- _What the task asks_: Write out, from the entries below, exactly the lines that run between the lines holding "Target: red handle grip" and "leg in this photo.", inclusive, and stop there.

- _Given entries_:

========================================

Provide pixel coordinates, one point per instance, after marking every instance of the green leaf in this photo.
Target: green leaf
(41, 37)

========================================

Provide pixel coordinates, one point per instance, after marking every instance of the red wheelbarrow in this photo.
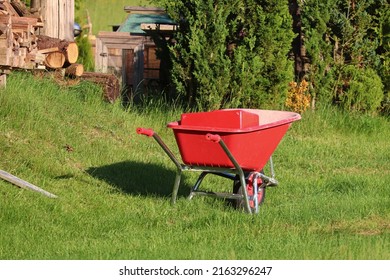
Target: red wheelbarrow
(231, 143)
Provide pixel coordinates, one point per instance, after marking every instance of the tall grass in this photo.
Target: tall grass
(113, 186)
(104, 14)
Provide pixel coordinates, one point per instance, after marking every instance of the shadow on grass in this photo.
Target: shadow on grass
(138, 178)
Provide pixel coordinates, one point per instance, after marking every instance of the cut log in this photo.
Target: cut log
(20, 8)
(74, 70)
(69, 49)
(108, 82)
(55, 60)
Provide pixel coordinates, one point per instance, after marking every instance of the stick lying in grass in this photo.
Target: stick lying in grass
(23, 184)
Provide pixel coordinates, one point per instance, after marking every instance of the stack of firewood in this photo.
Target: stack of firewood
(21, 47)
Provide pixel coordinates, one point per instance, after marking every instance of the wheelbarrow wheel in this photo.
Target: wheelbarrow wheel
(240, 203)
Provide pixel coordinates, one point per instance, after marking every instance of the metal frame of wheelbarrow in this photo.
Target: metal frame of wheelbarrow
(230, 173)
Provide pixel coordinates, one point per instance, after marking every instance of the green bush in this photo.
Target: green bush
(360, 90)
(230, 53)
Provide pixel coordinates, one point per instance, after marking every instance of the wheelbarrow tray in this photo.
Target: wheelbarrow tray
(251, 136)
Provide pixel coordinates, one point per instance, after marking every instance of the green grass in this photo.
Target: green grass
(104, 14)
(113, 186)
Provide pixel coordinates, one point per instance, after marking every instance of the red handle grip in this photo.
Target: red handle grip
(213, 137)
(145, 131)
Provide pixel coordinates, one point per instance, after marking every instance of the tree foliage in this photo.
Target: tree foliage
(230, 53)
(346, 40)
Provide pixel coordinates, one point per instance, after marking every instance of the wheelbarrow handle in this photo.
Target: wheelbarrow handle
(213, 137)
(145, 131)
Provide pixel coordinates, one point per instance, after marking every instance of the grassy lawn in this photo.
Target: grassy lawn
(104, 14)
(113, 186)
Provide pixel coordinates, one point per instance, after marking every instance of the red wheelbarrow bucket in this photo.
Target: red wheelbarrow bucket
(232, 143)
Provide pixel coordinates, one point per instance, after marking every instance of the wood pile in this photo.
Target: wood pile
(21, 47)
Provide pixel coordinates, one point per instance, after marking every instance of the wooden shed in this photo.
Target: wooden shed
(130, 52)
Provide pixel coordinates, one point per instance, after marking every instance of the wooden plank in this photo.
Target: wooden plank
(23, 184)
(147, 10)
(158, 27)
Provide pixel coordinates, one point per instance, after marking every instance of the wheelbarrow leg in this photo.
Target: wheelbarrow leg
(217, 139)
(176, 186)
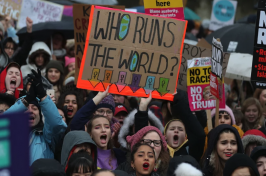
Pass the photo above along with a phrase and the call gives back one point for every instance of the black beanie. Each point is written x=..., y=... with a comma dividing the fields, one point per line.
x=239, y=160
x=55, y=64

========================================

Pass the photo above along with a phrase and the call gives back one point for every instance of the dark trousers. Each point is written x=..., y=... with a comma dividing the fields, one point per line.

========================================

- _Response to the task_:
Target: red handle grip
(213, 137)
(145, 131)
Provide pixel coordinates, one point per instance, after marking every instance of the tree foliage in this photo.
Target: tree foliage
(230, 53)
(346, 40)
Provide pixel coordinates, one point per instance, after marking every instance of the wheelbarrow handle in this photo.
Target: wheelbarrow handle
(213, 137)
(145, 131)
Provide pixel coordinates, one point per instance, after marking every instance of the grassy lawn in this photo.
Target: grassy lawn
(104, 14)
(113, 186)
Provide pixel coordinates, one point per instance, after marking every instance of the red wheelbarrow bucket in this photo.
Target: red wheelbarrow bucket
(232, 143)
Provide pixel coordinates, one point per instance, after marking every instance of the wood pile in this photo.
Target: wood pile
(21, 47)
Provide pixel coordinates, one point per instance, after marking every instance of the wooden shed in this photo.
Target: wooden shed
(130, 52)
Provide pixel coordinates, one point per instance, after marking every instance of the wooden plank in this photo.
Target: wooden plank
(23, 184)
(147, 10)
(158, 27)
Provide pixel coordinates, one point per instance, after marking every instance of the wheelbarrow leg in this photo.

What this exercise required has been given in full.